### PAGE
School officials in some of West Virginia's most rural counties are slated to see major losses in financial support they receive from the U.S. Forest Service.
The Secure Rural Schools Act provides financial support for 775 counties across the nation located near national forests. These counties once relied on a portion of timber revenue, but increased logging regulations on federal land in the 1990s caused these revenues to dip drastically. The act was developed to shore up these forested counties.
Babete Anderson, national press officer for the Forest Service, said, without congressional reauthorization of the Secure Rural Schools Act, payments to these rural schools must revert to 1908 guidelines regarding timber revenues.
Counties in West Virginia that receive this funding are Barbour, Grant, Greenbrier, Hampshire, Hardy, Monroe, Nicholas, Pendleton, Pocahontas, Preston, Randolph, Tucker and Webster.
Counties that could be hit the hardest are those that contain the Monongahela National Forrest, like Greenbrier and Pocahontas. Because full funding was expected and budgeted, counties that have received large amounts in the past might see budget shortfalls.
Sherry Radcliff, chief financial officer for Pocahontas County Schools, said 62 percent of the county is owned by the federal or state governments, greatly reducing their tax base.

### TASK LIST
- a) Based on the article, answer yes or no for each statement and quote the exact words that settle it: (i) The Secure Rural Schools Act supports 775 counties near national forests. (ii) Logging regulations on federal land were loosened in the 1990s. (iii) Nicholas is one of the West Virginia counties that receive this funding.
- b) Reproduce the article word for word from "School officials in" to "regarding timber revenues.".
- c) According to Sherry Radcliff in the article, what share of Pocahontas County is owned by the federal or state governments?

### RECORDED DATA
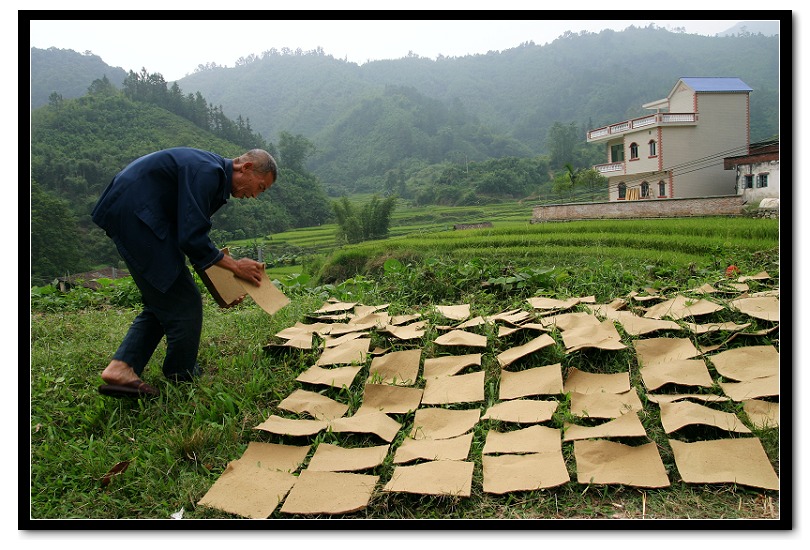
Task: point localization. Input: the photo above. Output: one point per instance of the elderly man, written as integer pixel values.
(158, 211)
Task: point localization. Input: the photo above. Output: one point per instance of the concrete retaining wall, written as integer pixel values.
(730, 205)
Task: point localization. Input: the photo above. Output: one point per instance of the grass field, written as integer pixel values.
(178, 446)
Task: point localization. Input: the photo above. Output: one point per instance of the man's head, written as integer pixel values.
(253, 172)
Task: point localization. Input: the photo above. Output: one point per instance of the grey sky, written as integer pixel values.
(174, 48)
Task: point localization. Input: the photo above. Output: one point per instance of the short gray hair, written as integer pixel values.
(263, 162)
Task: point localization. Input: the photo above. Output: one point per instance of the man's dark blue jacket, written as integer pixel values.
(159, 208)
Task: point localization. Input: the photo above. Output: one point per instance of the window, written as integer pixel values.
(616, 153)
(645, 190)
(749, 181)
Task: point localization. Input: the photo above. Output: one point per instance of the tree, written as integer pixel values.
(562, 142)
(370, 222)
(294, 150)
(55, 242)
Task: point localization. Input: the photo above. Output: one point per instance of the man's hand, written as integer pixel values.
(244, 268)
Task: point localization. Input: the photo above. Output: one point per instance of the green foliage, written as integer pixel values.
(178, 445)
(54, 237)
(371, 221)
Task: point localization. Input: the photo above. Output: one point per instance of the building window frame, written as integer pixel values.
(617, 153)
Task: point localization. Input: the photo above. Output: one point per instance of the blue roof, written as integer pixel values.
(716, 84)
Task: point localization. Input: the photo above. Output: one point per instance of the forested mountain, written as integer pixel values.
(381, 118)
(78, 145)
(67, 74)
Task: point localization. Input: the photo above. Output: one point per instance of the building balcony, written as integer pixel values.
(655, 120)
(610, 169)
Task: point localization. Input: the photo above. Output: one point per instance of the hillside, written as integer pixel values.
(78, 145)
(366, 120)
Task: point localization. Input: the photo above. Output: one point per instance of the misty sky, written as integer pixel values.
(174, 48)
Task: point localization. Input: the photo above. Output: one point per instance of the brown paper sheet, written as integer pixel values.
(539, 302)
(605, 405)
(329, 493)
(335, 306)
(512, 317)
(339, 329)
(439, 423)
(637, 326)
(513, 354)
(534, 439)
(508, 473)
(301, 329)
(351, 352)
(449, 365)
(761, 276)
(223, 285)
(570, 321)
(454, 448)
(248, 491)
(602, 336)
(521, 411)
(391, 399)
(461, 388)
(762, 414)
(462, 338)
(608, 462)
(376, 320)
(287, 426)
(338, 377)
(681, 307)
(669, 398)
(439, 477)
(333, 458)
(627, 425)
(716, 327)
(402, 319)
(456, 313)
(267, 296)
(686, 372)
(474, 322)
(546, 380)
(761, 307)
(586, 382)
(314, 404)
(361, 310)
(397, 368)
(741, 460)
(651, 351)
(678, 414)
(751, 389)
(332, 342)
(747, 363)
(273, 456)
(406, 332)
(368, 421)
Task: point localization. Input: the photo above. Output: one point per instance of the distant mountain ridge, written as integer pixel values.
(368, 120)
(767, 28)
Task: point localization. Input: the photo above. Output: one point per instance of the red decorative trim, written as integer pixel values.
(660, 149)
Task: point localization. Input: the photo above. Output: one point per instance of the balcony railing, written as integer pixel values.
(610, 167)
(636, 123)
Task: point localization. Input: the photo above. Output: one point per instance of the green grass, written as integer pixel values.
(178, 445)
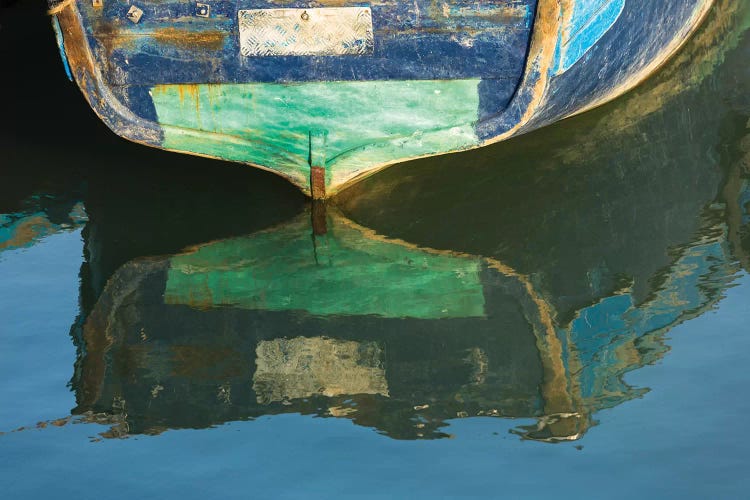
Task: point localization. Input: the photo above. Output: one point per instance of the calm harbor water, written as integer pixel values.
(564, 314)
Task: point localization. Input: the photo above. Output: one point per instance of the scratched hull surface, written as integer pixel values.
(326, 93)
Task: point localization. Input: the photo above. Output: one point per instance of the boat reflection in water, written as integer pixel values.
(524, 284)
(355, 325)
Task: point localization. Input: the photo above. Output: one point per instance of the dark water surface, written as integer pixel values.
(564, 314)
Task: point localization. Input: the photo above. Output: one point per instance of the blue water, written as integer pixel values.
(627, 228)
(685, 438)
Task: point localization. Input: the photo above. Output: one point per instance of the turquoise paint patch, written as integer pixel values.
(590, 20)
(366, 124)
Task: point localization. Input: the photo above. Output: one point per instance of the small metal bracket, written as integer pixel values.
(134, 14)
(202, 10)
(317, 160)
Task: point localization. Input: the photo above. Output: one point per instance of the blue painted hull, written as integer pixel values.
(154, 70)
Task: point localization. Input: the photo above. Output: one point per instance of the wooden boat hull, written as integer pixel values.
(212, 80)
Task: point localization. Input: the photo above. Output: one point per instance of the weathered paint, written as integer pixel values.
(529, 62)
(403, 118)
(589, 20)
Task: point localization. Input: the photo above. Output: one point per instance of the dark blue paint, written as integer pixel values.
(641, 32)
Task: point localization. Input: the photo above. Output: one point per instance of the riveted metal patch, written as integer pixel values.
(323, 32)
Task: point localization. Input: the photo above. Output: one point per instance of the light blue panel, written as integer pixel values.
(590, 20)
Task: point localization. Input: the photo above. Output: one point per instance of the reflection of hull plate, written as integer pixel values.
(223, 361)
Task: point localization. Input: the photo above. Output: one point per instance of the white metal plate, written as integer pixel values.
(329, 31)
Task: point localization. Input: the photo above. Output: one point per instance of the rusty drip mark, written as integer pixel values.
(318, 183)
(318, 217)
(190, 40)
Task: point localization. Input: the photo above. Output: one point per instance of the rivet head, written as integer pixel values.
(134, 14)
(202, 9)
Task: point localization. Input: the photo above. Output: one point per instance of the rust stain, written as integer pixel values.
(190, 40)
(113, 36)
(76, 45)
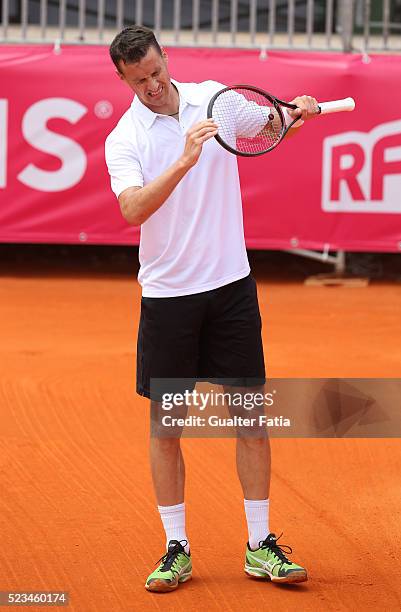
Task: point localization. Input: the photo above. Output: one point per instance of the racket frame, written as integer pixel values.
(276, 103)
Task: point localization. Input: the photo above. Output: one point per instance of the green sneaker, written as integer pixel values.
(269, 561)
(175, 567)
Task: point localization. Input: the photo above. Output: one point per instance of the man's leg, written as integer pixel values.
(167, 462)
(253, 466)
(168, 473)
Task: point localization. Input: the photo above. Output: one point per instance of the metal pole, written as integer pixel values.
(233, 20)
(195, 21)
(61, 18)
(177, 20)
(272, 21)
(120, 15)
(100, 19)
(346, 14)
(5, 18)
(81, 19)
(290, 21)
(138, 12)
(24, 18)
(43, 18)
(329, 21)
(158, 18)
(366, 24)
(309, 21)
(386, 19)
(215, 20)
(252, 20)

### SOLUTION SET
- a)
(i) Yes: "The Secure Rural Schools Act provides financial support for 775 counties across the nation located near national forests."
(ii) No: "increased logging regulations on federal land in the 1990s caused these revenues to dip drastically."
(iii) Yes: "Counties in West Virginia that receive this funding are Barbour, Grant, Greenbrier, Hampshire, Hardy, Monroe, Nicholas"

- b)
School officials in some of West Virginia's most rural counties are slated to see major losses in financial support they receive from the U.S. Forest Service.
The Secure Rural Schools Act provides financial support for 775 counties across the nation located near national forests. These counties once relied on a portion of timber revenue, but increased logging regulations on federal land in the 1990s caused these revenues to dip drastically. The act was developed to shore up these forested counties.
Babete Anderson, national press officer for the Forest Service, said, without congressional reauthorization of the Secure Rural Schools Act, payments to these rural schools must revert to 1908 guidelines regarding timber revenues.

- c) 62 percent.